═════ TEXTE FOURNI ═════

Retour sur trois albums remarquables du musicien nantais plus prolifique que jamais.
On a dit et écrit beaucoup de choses sur Charles-Éric Charrier : quand il a quitté Man, quand il s’est lancé dans une carrière solo, quand il a affirmé arrêter la musique ; d’abord il s’est appelé Charles Oldman, puis a décidé d’utiliser son propre nom ; il a été en marge, incompris, compris, déçu, en colère, véritable artiste, sensible, prolifique, authentique, ouvert sur le monde… Ceux qui s’aventuraient à creuser un peu plus dans le personnage voyaient chez lui un miroir où se reflétaient les désirs, les ambitions, les peurs aussi ; une tranche de vie de musicien que l’on aimait retrouver, à la fois victime et grand vainqueur, une figure solitaire sachant bien s’entourer. Non pas en tant que modèle fuyant et énigmatique, mais plutôt préférant l’art du retrait face aux différents discours, un homme laissant aux autres le rôle et la liberté de le définir et de l’expliquer.
Cette mythologie-là, Charles-Éric Charrier ne l’a sûrement pas inventée, mais il l’a assurément cultivée, autant que sa sensibilité directe et brute de la musique, monde qu’il admire et qu’il méprise à la fois. Or la musique, Charrier ne l’a pas arrêtée ; les divers albums et projets en témoignent. En revanche, il a arrêté avec la musique, d’en faire un point central de sa vie et de ses aspirations, pour retrouver un certain équilibre vis-à-vis d’un système dont il n’a jamais désiré faire partie, du moins en suspendant, même provisoirement, ses propres valeurs. Il a refusé de se vendre, ce qui ne pouvait que renforcer considérablement l’aspect symbolique de sa « réussite » et de sa popularité dans le milieu « indépendant ».
A défaut de pouvoir suivre la discographie abondante de Charrier, on risque de se rabattre plus facilement à une ligne directrice supposée fondamentale que l’on retrouve dans ses diverses pérégrinations, comme une mélodie secrète que chaque album ferait entendre en toute discrétion. Cela peut s’étayer dans l’approche même du musicien à la composition, qui a toujours préféré les tons bruts, le resserrement des morceaux autour d’un seul instrument, en l’occurrence la basse, qu’il utilise autant pour en déceler les harmonies que pour exploiter la plastique même de l’outil. Or, en vérité, cela engage chez Charrier surtout une posture, une réelle méthode de travail, plutôt qu’un style identifiable. Cette qualité physique des compositions, elle est décelable dans beaucoup de ses albums, et dernièrement chez Accortiste et Fanfares, deux disques sortis il y a maintenant un an, et passés plutôt inaperçus de la critique. En téléchargement libre et publiés chez Isolationnism Records, ils constituent pourtant de pures improvisations, relevant la plupart du temps d’un sentiment de nécessité et d’exhortation, qui tiennent parfois à très peu de notes, et parfois à rien du tout. Beaucoup de morceaux de Charrier ne peuvent, en effet, être reproduits, rejoués en salle. On marche dans le bruit, on enregistre tout ; mais on revient rarement en arrière.

═════

*CONSIGNES:*
(a) Pouvez-vous citer l'article sur Charles-Éric Charrier, de « On a dit et » jusqu'à « et de l’expliquer. » inclus ?
(b) Comment se poursuivrait l'article sur Charles-Éric Charrier ? Rédigez-en la suite, à partir de sa dernière phrase.
Les enregistrements ci-dessous n'ont aucun rapport avec l'article sur Charles-Éric Charrier.

═════ JEU D'ENREGISTREMENTS ═════

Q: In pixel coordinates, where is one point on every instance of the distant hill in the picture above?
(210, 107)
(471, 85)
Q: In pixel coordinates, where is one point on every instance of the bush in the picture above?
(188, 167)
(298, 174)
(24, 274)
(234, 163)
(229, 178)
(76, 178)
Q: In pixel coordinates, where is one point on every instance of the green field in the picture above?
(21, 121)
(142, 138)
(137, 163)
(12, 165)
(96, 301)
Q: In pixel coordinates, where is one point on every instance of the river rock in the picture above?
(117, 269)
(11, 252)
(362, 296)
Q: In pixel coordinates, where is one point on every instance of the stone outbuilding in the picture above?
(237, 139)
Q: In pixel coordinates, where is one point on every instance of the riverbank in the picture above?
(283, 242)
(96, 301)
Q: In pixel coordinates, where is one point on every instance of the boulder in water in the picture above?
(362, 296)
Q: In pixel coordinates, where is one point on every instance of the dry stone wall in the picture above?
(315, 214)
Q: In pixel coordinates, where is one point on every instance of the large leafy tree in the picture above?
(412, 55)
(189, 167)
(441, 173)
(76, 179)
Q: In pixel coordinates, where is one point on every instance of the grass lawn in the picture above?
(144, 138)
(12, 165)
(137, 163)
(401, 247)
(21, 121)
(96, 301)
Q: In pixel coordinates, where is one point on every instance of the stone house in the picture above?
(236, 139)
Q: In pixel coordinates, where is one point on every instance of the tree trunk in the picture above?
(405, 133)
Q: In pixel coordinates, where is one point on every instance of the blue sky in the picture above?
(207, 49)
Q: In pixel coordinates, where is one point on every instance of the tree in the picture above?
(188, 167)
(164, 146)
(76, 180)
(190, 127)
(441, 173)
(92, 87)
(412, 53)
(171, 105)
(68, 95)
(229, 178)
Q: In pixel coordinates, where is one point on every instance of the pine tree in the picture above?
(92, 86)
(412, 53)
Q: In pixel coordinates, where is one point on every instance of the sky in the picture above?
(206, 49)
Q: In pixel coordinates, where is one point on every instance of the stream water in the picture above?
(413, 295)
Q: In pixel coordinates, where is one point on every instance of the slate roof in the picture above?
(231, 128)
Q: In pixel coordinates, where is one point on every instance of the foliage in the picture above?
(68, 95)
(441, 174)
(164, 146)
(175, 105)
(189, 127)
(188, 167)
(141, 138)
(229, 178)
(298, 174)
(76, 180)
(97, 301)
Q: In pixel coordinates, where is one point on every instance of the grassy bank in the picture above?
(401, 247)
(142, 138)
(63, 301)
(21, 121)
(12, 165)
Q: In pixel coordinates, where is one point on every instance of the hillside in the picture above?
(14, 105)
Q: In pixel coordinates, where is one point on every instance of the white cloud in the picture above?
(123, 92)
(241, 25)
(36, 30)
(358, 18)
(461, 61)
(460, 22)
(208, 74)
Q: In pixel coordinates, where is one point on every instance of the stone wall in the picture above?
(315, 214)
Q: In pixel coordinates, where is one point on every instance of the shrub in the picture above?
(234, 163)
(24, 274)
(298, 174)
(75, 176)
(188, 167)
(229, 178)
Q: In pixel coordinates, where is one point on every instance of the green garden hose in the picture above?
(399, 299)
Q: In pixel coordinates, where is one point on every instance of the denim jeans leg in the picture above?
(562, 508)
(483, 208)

═════
═════ JEU D'ENREGISTREMENTS ═════

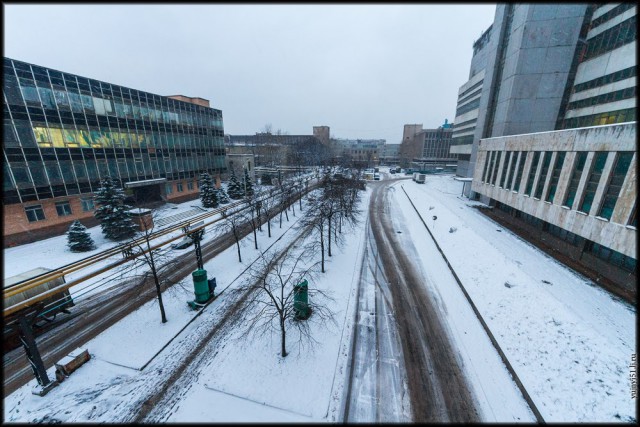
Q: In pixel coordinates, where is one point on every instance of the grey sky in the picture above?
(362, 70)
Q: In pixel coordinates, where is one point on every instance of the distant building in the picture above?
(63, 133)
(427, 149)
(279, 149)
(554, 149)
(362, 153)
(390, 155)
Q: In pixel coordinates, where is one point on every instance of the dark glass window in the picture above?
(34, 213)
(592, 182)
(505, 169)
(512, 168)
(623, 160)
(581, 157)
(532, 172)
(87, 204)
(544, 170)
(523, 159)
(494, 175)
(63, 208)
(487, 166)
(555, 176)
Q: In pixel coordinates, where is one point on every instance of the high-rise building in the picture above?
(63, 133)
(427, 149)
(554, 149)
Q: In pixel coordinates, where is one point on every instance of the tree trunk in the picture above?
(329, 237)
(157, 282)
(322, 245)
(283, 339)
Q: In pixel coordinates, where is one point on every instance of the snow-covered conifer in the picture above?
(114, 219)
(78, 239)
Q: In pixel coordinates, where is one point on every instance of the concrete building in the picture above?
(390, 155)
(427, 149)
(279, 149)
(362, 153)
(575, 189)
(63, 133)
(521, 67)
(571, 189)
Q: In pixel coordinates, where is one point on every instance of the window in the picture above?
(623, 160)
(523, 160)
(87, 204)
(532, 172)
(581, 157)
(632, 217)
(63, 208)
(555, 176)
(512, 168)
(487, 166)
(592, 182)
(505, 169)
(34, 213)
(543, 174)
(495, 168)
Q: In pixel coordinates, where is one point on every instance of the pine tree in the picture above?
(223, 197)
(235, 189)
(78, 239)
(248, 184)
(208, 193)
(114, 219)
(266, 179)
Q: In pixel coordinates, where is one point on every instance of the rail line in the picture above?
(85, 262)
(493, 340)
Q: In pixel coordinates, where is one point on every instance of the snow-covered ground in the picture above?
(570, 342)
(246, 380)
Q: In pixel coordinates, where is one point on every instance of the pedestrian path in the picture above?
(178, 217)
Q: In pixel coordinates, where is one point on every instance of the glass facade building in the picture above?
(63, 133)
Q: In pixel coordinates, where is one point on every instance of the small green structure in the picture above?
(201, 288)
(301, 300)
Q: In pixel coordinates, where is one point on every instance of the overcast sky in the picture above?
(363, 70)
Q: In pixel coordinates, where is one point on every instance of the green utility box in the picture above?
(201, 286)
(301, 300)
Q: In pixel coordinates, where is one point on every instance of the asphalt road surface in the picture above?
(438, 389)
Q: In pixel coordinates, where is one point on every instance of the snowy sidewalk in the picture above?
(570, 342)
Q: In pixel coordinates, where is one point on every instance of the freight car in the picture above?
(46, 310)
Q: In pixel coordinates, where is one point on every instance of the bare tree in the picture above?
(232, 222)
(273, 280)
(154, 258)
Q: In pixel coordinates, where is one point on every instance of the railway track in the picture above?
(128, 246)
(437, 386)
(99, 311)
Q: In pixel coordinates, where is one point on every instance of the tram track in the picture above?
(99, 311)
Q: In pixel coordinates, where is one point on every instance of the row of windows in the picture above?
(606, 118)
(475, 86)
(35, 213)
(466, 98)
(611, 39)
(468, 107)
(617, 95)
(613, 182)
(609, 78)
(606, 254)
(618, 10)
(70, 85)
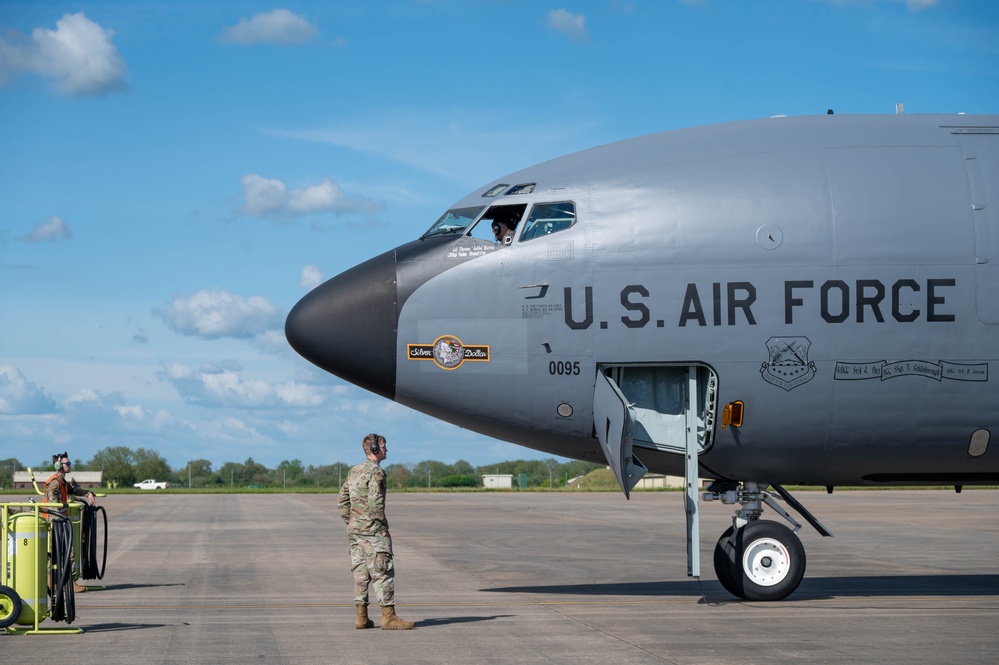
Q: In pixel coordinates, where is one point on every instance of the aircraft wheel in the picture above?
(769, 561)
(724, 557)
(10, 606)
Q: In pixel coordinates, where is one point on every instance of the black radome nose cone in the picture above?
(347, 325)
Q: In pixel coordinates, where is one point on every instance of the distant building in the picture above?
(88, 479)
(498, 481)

═════

*CORRIGÉS:*
(a)
On a dit et écrit beaucoup de choses sur Charles-Éric Charrier : quand il a quitté Man, quand il s’est lancé dans une carrière solo, quand il a affirmé arrêter la musique ; d’abord il s’est appelé Charles Oldman, puis a décidé d’utiliser son propre nom ; il a été en marge, incompris, compris, déçu, en colère, véritable artiste, sensible, prolifique, authentique, ouvert sur le monde… Ceux qui s’aventuraient à creuser un peu plus dans le personnage voyaient chez lui un miroir où se reflétaient les désirs, les ambitions, les peurs aussi ; une tranche de vie de musicien que l’on aimait retrouver, à la fois victime et grand vainqueur, une figure solitaire sachant bien s’entourer. Non pas en tant que modèle fuyant et énigmatique, mais plutôt préférant l’art du retrait face aux différents discours, un homme laissant aux autres le rôle et la liberté de le définir et de l’expliquer.

(b)
Aussi bien chez Accortiste que chez Fanfares, Charrier explore, comme à son habitude, les frontières d’une musicalité brute, où la mélodie n’est pas subordonnée à une quelconque idée préalable : au mieux elle n’est qu’un effet de cette structure sonore totalisante, qui englobe avec précision les bruits, les vibrations, les tremblements : tout ce qui se passe autour de la musique, qui la parcourt de part en part. La musique s’y trouve autant brimée, violentée que nourrie, guidée par cette proximité. Si le musicien est sensible à cette façon d’enregistrer et de finaliser ses productions, c’est une façon pour lui de faire entendre Le monde, et non pas seulement son monde seul. Et ce n’est qu’à ce prix-là que le musicien se fait musicien-médium qui, par cette sensibilité et cette attention, se laisse-entendre, se laisse-traverser, faisant de l’écoute un moment de partage ; car si l’auditeur s’amène avec sa propre histoire, Charrier n’y voit qu’un enrichissement, une nouvelle page qu’il déverse au grand récit qu’il compose. Pour cela, pas besoin de compliquer les choses, d’utiliser des effets, pour justement être efficace.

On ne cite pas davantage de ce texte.